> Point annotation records
····················
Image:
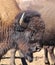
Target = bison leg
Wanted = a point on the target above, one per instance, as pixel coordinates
(22, 59)
(12, 59)
(46, 55)
(51, 53)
····················
> What needs to be done
Arrange every line of the records above as a Markdown table with the columns "Row" and "Line", numbering the rows and omitting any blank lines. Leave the pictures out of the table.

> Problem solution
| Row | Line |
|---|---|
| 1 | Image: |
| 2 | Target = bison leg |
| 3 | Wanted = a point on the target above, one per instance, as pixel coordinates |
| 4 | (22, 59) |
| 5 | (12, 59) |
| 6 | (46, 55) |
| 7 | (51, 53) |